Below are the records. Reproduce the line that contains "Provide the mask of every instance of the breaking" and every line after it to the end, exactly and alone.

### Dataset ###

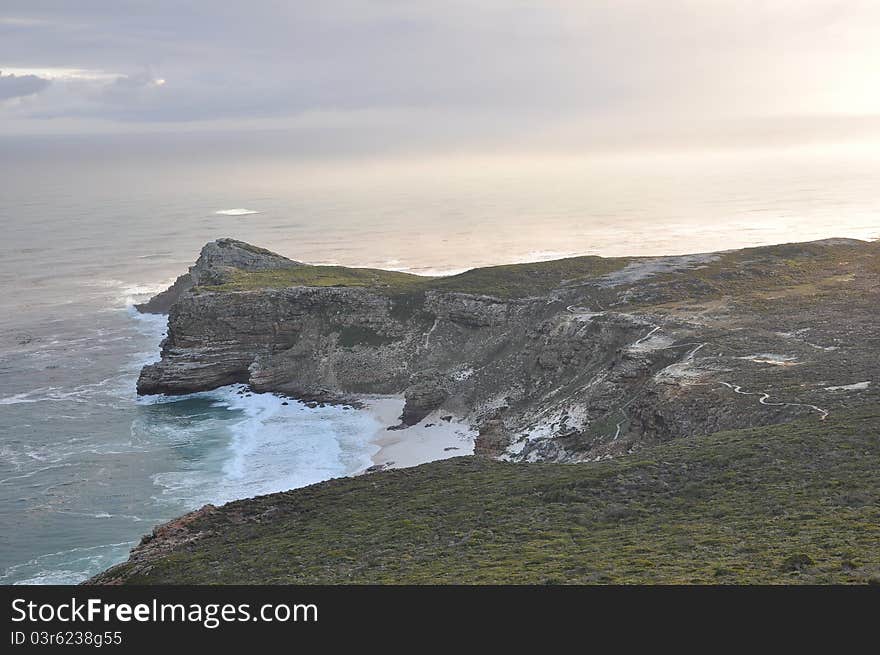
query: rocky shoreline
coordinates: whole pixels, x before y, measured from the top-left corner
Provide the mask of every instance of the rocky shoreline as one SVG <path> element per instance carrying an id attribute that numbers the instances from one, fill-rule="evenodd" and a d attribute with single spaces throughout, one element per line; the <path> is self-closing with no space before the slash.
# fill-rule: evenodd
<path id="1" fill-rule="evenodd" d="M 876 385 L 824 389 L 878 370 L 877 253 L 831 239 L 385 279 L 220 239 L 142 307 L 168 306 L 169 334 L 138 391 L 403 394 L 397 427 L 446 412 L 479 432 L 478 453 L 514 461 L 591 461 L 818 419 L 876 396 Z M 832 327 L 841 304 L 847 343 Z"/>
<path id="2" fill-rule="evenodd" d="M 611 486 L 591 501 L 608 503 L 620 496 L 624 504 L 615 505 L 607 514 L 576 519 L 576 524 L 581 521 L 590 531 L 601 532 L 608 520 L 605 516 L 618 517 L 613 520 L 632 516 L 635 510 L 626 507 L 635 502 L 633 493 L 662 499 L 675 485 L 680 490 L 673 497 L 681 494 L 684 507 L 690 509 L 674 521 L 701 521 L 708 511 L 701 509 L 703 499 L 719 506 L 719 501 L 711 500 L 717 489 L 730 493 L 732 500 L 725 502 L 735 505 L 752 493 L 756 484 L 759 491 L 764 488 L 760 485 L 768 485 L 758 497 L 776 494 L 780 505 L 771 509 L 777 512 L 781 504 L 791 504 L 794 494 L 786 491 L 779 495 L 779 490 L 800 488 L 806 478 L 798 476 L 814 476 L 814 484 L 821 487 L 832 483 L 835 471 L 844 467 L 848 479 L 854 475 L 873 479 L 869 471 L 875 466 L 875 409 L 880 406 L 877 242 L 829 239 L 682 257 L 573 258 L 474 269 L 447 278 L 420 278 L 309 266 L 221 239 L 206 245 L 190 271 L 141 310 L 166 307 L 169 331 L 161 360 L 144 367 L 139 393 L 183 394 L 238 382 L 254 391 L 311 402 L 351 404 L 354 398 L 367 394 L 392 394 L 402 396 L 405 403 L 399 416 L 386 417 L 388 427 L 399 432 L 388 432 L 387 443 L 382 445 L 397 447 L 398 454 L 405 452 L 400 444 L 407 441 L 407 431 L 414 430 L 408 426 L 431 416 L 429 420 L 436 422 L 460 421 L 475 437 L 473 448 L 478 457 L 450 462 L 598 462 L 575 468 L 585 471 L 587 477 L 595 474 L 604 480 L 602 471 L 612 462 L 601 460 L 629 461 L 621 470 L 632 469 L 636 477 L 619 484 L 609 478 Z M 715 434 L 721 436 L 715 438 Z M 695 448 L 676 445 L 693 441 L 688 437 L 699 437 Z M 842 459 L 840 453 L 855 452 L 853 439 L 861 440 L 857 449 L 863 455 L 853 461 Z M 774 448 L 782 450 L 774 455 Z M 443 450 L 445 457 L 450 449 Z M 633 453 L 648 459 L 621 457 Z M 650 459 L 654 453 L 660 453 L 663 460 L 659 469 L 657 461 Z M 782 469 L 776 466 L 783 461 L 780 457 L 788 462 Z M 458 489 L 455 498 L 459 500 L 444 511 L 455 513 L 459 522 L 444 529 L 476 521 L 472 533 L 489 530 L 496 535 L 493 539 L 509 539 L 505 548 L 513 550 L 518 548 L 523 528 L 505 527 L 501 517 L 508 516 L 506 513 L 491 520 L 481 518 L 485 511 L 479 502 L 482 495 L 496 493 L 491 490 L 499 483 L 502 489 L 511 484 L 532 489 L 529 485 L 533 483 L 527 480 L 537 476 L 535 479 L 542 480 L 540 485 L 554 489 L 562 485 L 540 497 L 566 506 L 581 502 L 578 485 L 599 484 L 554 482 L 570 477 L 571 467 L 535 469 L 515 464 L 512 469 L 496 469 L 435 462 L 408 469 L 412 474 L 400 478 L 399 471 L 386 469 L 406 466 L 406 461 L 395 463 L 388 451 L 374 461 L 370 471 L 375 473 L 369 477 L 390 485 L 392 496 L 398 484 L 395 481 L 401 480 L 405 481 L 405 493 L 431 499 L 424 501 L 427 507 L 446 502 L 449 488 Z M 752 467 L 742 474 L 746 478 L 736 478 L 736 484 L 713 486 L 742 466 Z M 803 470 L 798 472 L 797 467 Z M 472 482 L 453 481 L 447 469 L 472 476 L 467 478 Z M 672 471 L 683 472 L 683 477 L 674 483 L 667 480 Z M 386 488 L 377 484 L 371 483 L 368 486 L 373 491 L 365 488 L 363 493 L 375 494 L 376 489 Z M 840 498 L 816 491 L 816 502 L 842 503 L 845 511 L 859 507 L 863 508 L 860 512 L 870 513 L 875 492 L 880 493 L 876 485 L 852 480 L 846 484 L 861 486 Z M 360 483 L 351 485 L 352 493 L 361 493 Z M 263 548 L 259 545 L 263 537 L 257 535 L 265 535 L 272 544 L 282 533 L 286 535 L 283 540 L 297 540 L 294 535 L 302 533 L 300 522 L 306 520 L 299 514 L 301 503 L 313 499 L 320 512 L 307 514 L 308 521 L 320 521 L 315 517 L 325 511 L 332 514 L 348 506 L 347 496 L 335 499 L 334 494 L 351 485 L 328 481 L 221 508 L 206 506 L 159 526 L 132 551 L 128 562 L 90 582 L 340 581 L 336 576 L 348 570 L 345 557 L 334 564 L 336 573 L 327 572 L 323 565 L 320 570 L 325 573 L 309 573 L 310 569 L 282 562 L 282 553 L 271 548 L 254 554 L 263 564 L 231 562 L 224 573 L 208 569 L 204 577 L 190 569 L 178 570 L 175 562 L 201 561 L 202 553 L 223 550 L 228 544 L 238 544 L 235 553 L 240 552 L 239 547 Z M 700 485 L 709 486 L 703 489 Z M 363 498 L 364 508 L 373 507 L 372 496 Z M 507 502 L 504 493 L 498 498 L 502 499 L 498 502 Z M 410 525 L 424 519 L 413 515 L 416 507 L 407 509 L 405 503 L 398 510 L 398 501 L 402 498 L 382 501 L 391 503 L 390 514 L 385 510 L 381 514 L 381 520 L 391 521 L 391 528 L 396 521 Z M 680 509 L 674 509 L 678 505 L 667 509 L 661 505 L 645 516 L 671 512 L 672 517 Z M 539 509 L 530 511 L 540 514 L 544 511 L 540 507 L 539 503 Z M 753 503 L 736 509 L 741 514 L 737 520 L 753 526 L 743 529 L 759 530 L 762 528 L 757 526 L 767 525 L 761 512 L 753 515 L 756 507 Z M 791 511 L 796 509 L 792 506 Z M 377 510 L 363 511 L 370 515 Z M 504 510 L 508 511 L 513 510 Z M 560 530 L 571 529 L 564 527 L 571 525 L 565 516 L 559 517 L 563 521 Z M 817 509 L 810 516 L 815 520 L 807 520 L 800 529 L 825 531 L 829 529 L 826 519 L 840 514 Z M 337 526 L 342 532 L 335 537 L 342 541 L 370 541 L 387 531 L 374 522 L 379 520 L 376 516 L 365 519 L 372 527 L 363 533 L 355 515 L 346 512 L 344 517 Z M 533 527 L 549 519 L 535 520 L 538 523 L 530 519 Z M 351 521 L 354 523 L 349 525 Z M 479 527 L 483 525 L 486 527 Z M 325 531 L 326 527 L 311 529 Z M 536 534 L 541 532 L 534 529 Z M 508 533 L 510 530 L 513 532 Z M 843 527 L 834 530 L 832 534 L 843 535 L 841 538 L 852 543 L 866 538 L 861 532 L 846 536 Z M 428 537 L 431 534 L 425 533 Z M 406 531 L 393 532 L 383 539 L 396 543 L 395 548 L 410 557 L 416 537 L 407 535 Z M 400 539 L 403 542 L 397 543 Z M 467 539 L 455 538 L 450 543 L 460 545 Z M 448 555 L 442 540 L 429 539 L 429 543 L 429 550 L 441 546 L 436 557 Z M 673 540 L 667 548 L 674 550 L 675 543 Z M 775 552 L 782 543 L 787 541 L 768 542 L 761 548 Z M 314 544 L 306 541 L 300 547 L 313 548 Z M 504 552 L 507 550 L 501 551 L 502 556 L 509 557 Z M 602 550 L 598 556 L 610 557 L 609 552 Z M 384 561 L 386 554 L 383 546 L 379 555 L 371 557 Z M 877 561 L 857 568 L 846 559 L 846 580 L 863 580 L 880 572 L 880 553 L 862 554 L 870 562 Z M 316 561 L 326 557 L 321 548 L 314 555 Z M 566 547 L 559 557 L 579 555 Z M 682 553 L 677 557 L 671 570 L 679 570 L 683 558 L 690 556 Z M 734 555 L 722 548 L 712 557 L 730 559 Z M 712 557 L 710 562 L 715 561 Z M 378 578 L 364 579 L 419 581 L 422 578 L 418 576 L 426 575 L 424 580 L 436 581 L 448 573 L 447 569 L 431 573 L 426 564 L 418 563 L 422 561 L 419 557 L 413 561 L 414 568 L 407 569 L 405 575 L 388 577 L 384 567 L 397 565 L 386 563 L 378 565 Z M 282 563 L 286 573 L 276 580 L 272 571 Z M 461 564 L 456 560 L 454 566 Z M 780 574 L 772 568 L 776 565 L 767 569 L 763 561 L 749 566 L 758 567 L 758 581 L 792 573 L 783 570 Z M 454 579 L 485 581 L 484 570 L 494 569 L 484 569 L 468 558 L 456 574 L 460 577 Z M 521 567 L 505 565 L 503 570 L 513 577 L 498 580 L 532 579 Z M 690 569 L 683 570 L 687 575 Z M 724 567 L 717 570 L 728 571 Z M 827 567 L 823 571 L 820 575 L 817 569 L 811 579 L 841 579 Z M 342 575 L 353 579 L 345 577 L 350 573 Z M 412 575 L 416 577 L 407 577 Z M 676 575 L 657 579 L 680 580 Z"/>

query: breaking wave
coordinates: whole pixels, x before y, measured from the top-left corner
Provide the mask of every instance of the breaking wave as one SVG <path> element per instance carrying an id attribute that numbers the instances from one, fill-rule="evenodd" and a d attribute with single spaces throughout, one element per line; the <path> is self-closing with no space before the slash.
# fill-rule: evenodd
<path id="1" fill-rule="evenodd" d="M 235 207 L 234 209 L 218 209 L 214 212 L 220 216 L 248 216 L 249 214 L 261 214 L 262 212 L 255 209 L 245 209 L 244 207 Z"/>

###

■ Result below ■
Provide the mask of every instance of the breaking wave as one SVG <path> element per instance carrying an id attribute that numbers the instances from one, fill-rule="evenodd" and a d attribute with single spaces throughout, one element per line; the <path> is self-closing with no space before the slash.
# fill-rule: evenodd
<path id="1" fill-rule="evenodd" d="M 235 207 L 234 209 L 218 209 L 214 212 L 220 216 L 248 216 L 249 214 L 261 214 L 262 212 L 255 209 L 245 209 L 244 207 Z"/>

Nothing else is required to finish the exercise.